Quick access

The European Bioinformatics Institute FTP site provides access to data from SIFTS.

Individual PDB entry data can either be found in a path like this:

ftp://ftp.ebi.ac.uk/pub/databases/msd/sifts/xml/1xyz.xml.gz - where 1xyz is the PDB code

or in a path like this:

ftp://ftp.ebi.ac.uk/pub/databases/msd/sifts/split_xml/xy/1xyz.xml.gz - where 'xy' are the second and third characters of the PDB code and 1xyz is the PDB code itself.

Residue-level cross-reference data from the PDBe database has been made available in the xml_remediated directory. This directory contains a file for each PDB entry as before and in the same format. Note that the tab delimited ASCII text format files and PDBe view web pages correspond to the xml_remediated files.

The residue-level cross reference legacy data is available in XML format and is located in the XML directory. This directory contains a file for each PDB entry.

= = = = =

**What you will do:**
1 - In the SIFTS access text, which directory holds the residue-level cross-reference data from the PDBe database?
2 - Print the part of the SIFTS access text starting with "Quick access" and going on through "the xml_remediated files.".

[Collected data entries]
= = = = =

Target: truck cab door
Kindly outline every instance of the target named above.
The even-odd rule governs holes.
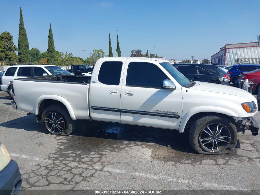
[[[120,95],[126,59],[100,59],[90,87],[90,115],[94,120],[120,122]]]
[[[158,63],[128,59],[121,90],[123,123],[178,129],[182,112],[181,86]],[[162,81],[171,79],[174,90],[163,89]]]

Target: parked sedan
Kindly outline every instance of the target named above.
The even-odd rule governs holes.
[[[227,73],[228,72],[228,71],[233,67],[233,66],[224,66],[221,67],[221,69]]]
[[[239,79],[248,79],[248,81],[255,83],[253,86],[253,90],[258,92],[260,87],[260,69],[257,69],[252,71],[241,73],[239,75]]]
[[[200,64],[175,64],[173,66],[189,80],[229,85],[230,77],[218,66]]]
[[[17,195],[22,185],[22,177],[17,163],[12,160],[0,142],[0,194]]]
[[[230,79],[232,83],[238,79],[239,74],[245,72],[250,72],[260,68],[260,64],[235,64],[233,67],[228,71],[228,74],[231,75]]]

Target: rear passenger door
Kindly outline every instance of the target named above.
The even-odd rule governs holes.
[[[196,66],[178,66],[177,70],[189,80],[200,80],[199,75]]]
[[[121,75],[126,59],[113,59],[99,60],[99,70],[97,66],[92,74],[90,107],[91,117],[94,120],[120,122]]]

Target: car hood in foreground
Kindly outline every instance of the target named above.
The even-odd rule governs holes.
[[[249,92],[243,89],[231,86],[197,81],[196,84],[191,87],[191,88],[196,90],[236,95],[246,98],[250,101],[256,101],[255,98]]]

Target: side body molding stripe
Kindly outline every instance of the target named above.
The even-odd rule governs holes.
[[[150,116],[161,116],[162,117],[172,118],[175,119],[178,119],[180,118],[180,116],[178,114],[165,114],[160,113],[160,112],[148,112],[147,111],[140,111],[138,110],[131,110],[119,109],[118,108],[106,108],[105,107],[99,107],[98,106],[91,106],[91,108],[93,110],[103,110],[104,111],[108,111],[112,112],[121,112],[123,113],[135,114],[140,114],[144,115],[149,115]]]

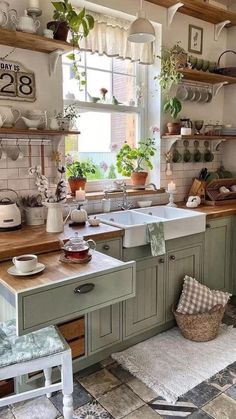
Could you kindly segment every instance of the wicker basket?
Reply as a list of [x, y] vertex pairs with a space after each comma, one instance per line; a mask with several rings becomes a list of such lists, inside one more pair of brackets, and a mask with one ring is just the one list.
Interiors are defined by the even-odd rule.
[[217, 337], [226, 306], [219, 305], [209, 313], [181, 314], [172, 308], [182, 335], [195, 342], [207, 342]]

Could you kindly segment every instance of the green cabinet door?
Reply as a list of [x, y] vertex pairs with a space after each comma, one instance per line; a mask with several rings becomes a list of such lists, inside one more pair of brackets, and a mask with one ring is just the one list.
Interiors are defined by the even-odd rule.
[[[181, 240], [182, 241], [182, 240]], [[202, 245], [170, 249], [167, 252], [166, 321], [172, 320], [172, 306], [180, 297], [185, 275], [202, 277]]]
[[215, 290], [232, 291], [233, 217], [207, 223], [204, 284]]
[[164, 257], [137, 262], [136, 296], [123, 302], [123, 337], [164, 323]]

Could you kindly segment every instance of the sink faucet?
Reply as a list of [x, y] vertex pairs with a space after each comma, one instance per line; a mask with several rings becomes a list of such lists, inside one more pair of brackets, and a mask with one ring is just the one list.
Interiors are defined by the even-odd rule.
[[128, 202], [127, 185], [126, 185], [125, 182], [124, 182], [124, 184], [122, 186], [122, 191], [123, 191], [123, 202], [122, 202], [122, 205], [120, 206], [120, 208], [123, 211], [126, 211], [126, 210], [132, 208], [133, 207], [133, 204], [132, 204], [132, 202]]

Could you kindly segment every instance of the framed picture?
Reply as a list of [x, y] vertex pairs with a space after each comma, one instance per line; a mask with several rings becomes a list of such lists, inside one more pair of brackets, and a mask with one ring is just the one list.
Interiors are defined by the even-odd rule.
[[203, 28], [189, 25], [188, 30], [188, 50], [194, 54], [202, 54]]

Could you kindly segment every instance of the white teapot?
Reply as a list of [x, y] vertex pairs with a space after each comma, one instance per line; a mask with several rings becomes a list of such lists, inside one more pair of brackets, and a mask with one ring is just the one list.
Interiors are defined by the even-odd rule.
[[27, 15], [27, 10], [24, 11], [24, 15], [19, 18], [12, 18], [13, 22], [16, 24], [16, 29], [21, 32], [36, 33], [40, 27], [39, 20], [34, 20], [32, 17]]
[[[17, 116], [14, 115], [17, 114]], [[21, 117], [19, 109], [13, 108], [12, 106], [0, 105], [0, 115], [3, 120], [3, 127], [12, 128]]]

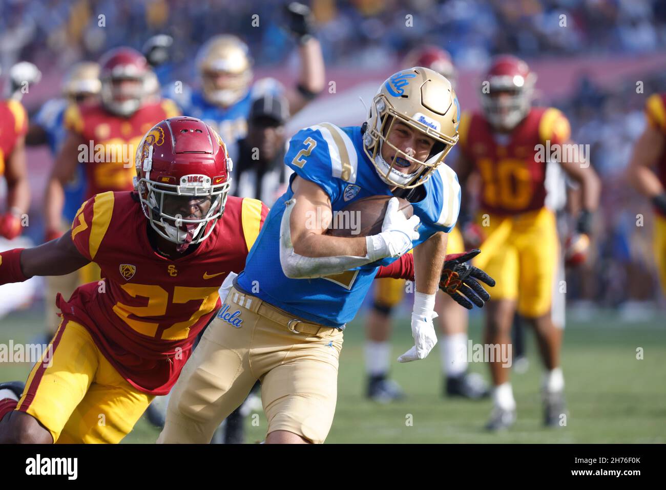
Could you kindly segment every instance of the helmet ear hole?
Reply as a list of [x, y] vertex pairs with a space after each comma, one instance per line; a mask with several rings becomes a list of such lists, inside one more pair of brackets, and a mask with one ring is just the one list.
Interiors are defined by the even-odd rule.
[[438, 153], [443, 152], [446, 148], [446, 144], [441, 141], [436, 141], [435, 144], [432, 145], [432, 148], [430, 150], [430, 153], [428, 156], [428, 159], [430, 160]]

= = = = =

**Numbered answers:**
1 - The xml_remediated directory.

2 -
Quick access

The European Bioinformatics Institute FTP site provides access to data from SIFTS.

Individual PDB entry data can either be found in a path like this:

ftp://ftp.ebi.ac.uk/pub/databases/msd/sifts/xml/1xyz.xml.gz - where 1xyz is the PDB code

or in a path like this:

ftp://ftp.ebi.ac.uk/pub/databases/msd/sifts/split_xml/xy/1xyz.xml.gz - where 'xy' are the second and third characters of the PDB code and 1xyz is the PDB code itself.

Residue-level cross-reference data from the PDBe database has been made available in the xml_remediated directory. This directory contains a file for each PDB entry as before and in the same format. Note that the tab delimited ASCII text format files and PDBe view web pages correspond to the xml_remediated files.